Among the lines of data below, reproduce only those from the one with "box: [68, 102, 76, 130]" through the one with "box: [29, 9, 44, 45]", exactly as they stand, both ends included.

(Excerpts from a dataset)
----

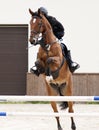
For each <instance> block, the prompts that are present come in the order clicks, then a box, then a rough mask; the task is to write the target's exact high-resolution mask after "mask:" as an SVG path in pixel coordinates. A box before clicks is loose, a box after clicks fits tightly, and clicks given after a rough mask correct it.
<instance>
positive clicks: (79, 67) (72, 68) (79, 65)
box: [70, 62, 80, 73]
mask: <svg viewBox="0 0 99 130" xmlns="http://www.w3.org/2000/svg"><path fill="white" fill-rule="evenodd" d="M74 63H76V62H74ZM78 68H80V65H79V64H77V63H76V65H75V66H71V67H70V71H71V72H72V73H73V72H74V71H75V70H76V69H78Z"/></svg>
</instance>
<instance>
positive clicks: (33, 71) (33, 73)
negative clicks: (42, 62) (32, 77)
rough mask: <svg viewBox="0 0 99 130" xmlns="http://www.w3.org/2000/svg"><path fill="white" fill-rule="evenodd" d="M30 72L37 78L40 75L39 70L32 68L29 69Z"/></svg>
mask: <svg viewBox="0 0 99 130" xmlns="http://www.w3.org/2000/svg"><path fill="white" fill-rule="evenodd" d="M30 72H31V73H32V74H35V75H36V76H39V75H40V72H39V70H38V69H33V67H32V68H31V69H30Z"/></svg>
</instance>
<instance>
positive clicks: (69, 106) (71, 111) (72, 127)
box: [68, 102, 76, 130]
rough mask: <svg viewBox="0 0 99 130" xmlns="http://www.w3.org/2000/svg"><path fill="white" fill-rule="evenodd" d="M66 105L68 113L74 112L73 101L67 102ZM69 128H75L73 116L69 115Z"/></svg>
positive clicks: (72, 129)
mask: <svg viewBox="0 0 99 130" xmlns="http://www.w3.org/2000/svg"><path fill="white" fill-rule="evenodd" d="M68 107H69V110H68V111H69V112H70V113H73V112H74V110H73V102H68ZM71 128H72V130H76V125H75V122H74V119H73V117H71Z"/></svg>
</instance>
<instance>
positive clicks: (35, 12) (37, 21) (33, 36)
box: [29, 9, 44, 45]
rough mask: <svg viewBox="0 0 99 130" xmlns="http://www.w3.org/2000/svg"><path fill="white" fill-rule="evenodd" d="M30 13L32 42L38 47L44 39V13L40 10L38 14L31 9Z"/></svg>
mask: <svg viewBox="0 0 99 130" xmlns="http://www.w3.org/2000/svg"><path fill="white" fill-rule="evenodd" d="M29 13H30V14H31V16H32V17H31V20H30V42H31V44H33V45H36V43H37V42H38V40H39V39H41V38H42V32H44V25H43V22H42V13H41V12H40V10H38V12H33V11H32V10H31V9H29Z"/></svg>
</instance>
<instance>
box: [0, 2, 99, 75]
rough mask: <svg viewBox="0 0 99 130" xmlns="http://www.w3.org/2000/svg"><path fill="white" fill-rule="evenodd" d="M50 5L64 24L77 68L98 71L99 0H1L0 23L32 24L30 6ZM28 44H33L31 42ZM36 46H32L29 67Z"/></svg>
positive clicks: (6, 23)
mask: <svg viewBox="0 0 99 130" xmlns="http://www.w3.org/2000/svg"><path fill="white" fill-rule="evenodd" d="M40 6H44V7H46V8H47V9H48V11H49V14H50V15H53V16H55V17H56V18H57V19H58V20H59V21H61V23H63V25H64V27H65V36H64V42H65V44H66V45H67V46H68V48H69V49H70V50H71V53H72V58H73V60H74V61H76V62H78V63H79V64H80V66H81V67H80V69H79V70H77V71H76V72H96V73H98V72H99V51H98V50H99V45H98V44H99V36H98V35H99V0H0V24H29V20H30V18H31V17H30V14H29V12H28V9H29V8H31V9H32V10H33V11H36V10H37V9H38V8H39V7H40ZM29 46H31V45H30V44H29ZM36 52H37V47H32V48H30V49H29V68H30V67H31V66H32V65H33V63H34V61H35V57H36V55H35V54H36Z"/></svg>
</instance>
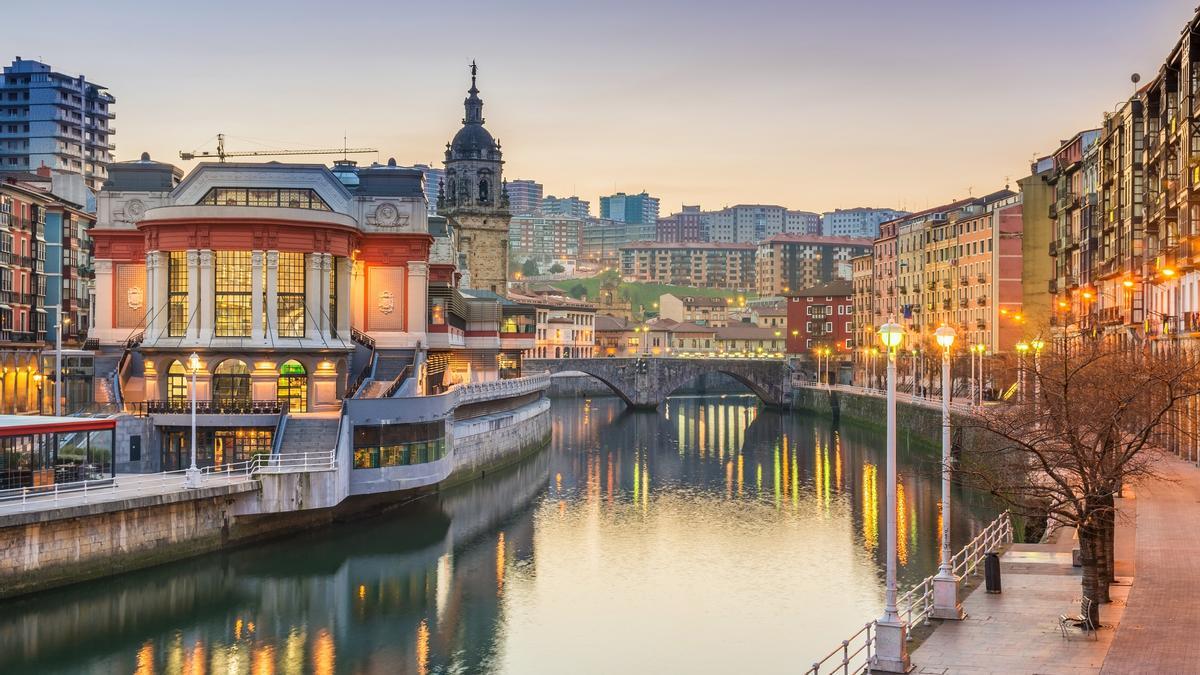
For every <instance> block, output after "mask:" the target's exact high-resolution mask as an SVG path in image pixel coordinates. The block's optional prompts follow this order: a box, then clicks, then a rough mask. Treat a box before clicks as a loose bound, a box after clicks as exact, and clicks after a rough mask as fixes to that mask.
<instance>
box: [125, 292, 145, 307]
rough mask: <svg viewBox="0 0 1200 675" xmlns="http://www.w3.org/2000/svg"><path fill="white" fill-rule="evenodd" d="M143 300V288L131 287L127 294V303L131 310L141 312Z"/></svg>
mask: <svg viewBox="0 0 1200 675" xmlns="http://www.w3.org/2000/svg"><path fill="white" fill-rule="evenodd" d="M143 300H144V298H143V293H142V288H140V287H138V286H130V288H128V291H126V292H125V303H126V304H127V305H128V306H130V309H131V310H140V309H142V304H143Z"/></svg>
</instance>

----

§ **Task output**:
box: [68, 102, 76, 130]
rough mask: <svg viewBox="0 0 99 130" xmlns="http://www.w3.org/2000/svg"><path fill="white" fill-rule="evenodd" d="M66 105L68 113L74 112L73 101L67 102ZM69 128H75L73 116L69 115Z"/></svg>
positive clicks: (72, 129)
mask: <svg viewBox="0 0 99 130" xmlns="http://www.w3.org/2000/svg"><path fill="white" fill-rule="evenodd" d="M68 107H69V110H68V111H69V112H70V113H73V112H74V110H73V102H68ZM71 128H72V130H76V125H75V122H74V119H73V117H71Z"/></svg>
</instance>
<instance>
positive clicks: (35, 12) (37, 21) (33, 36)
box: [29, 9, 44, 45]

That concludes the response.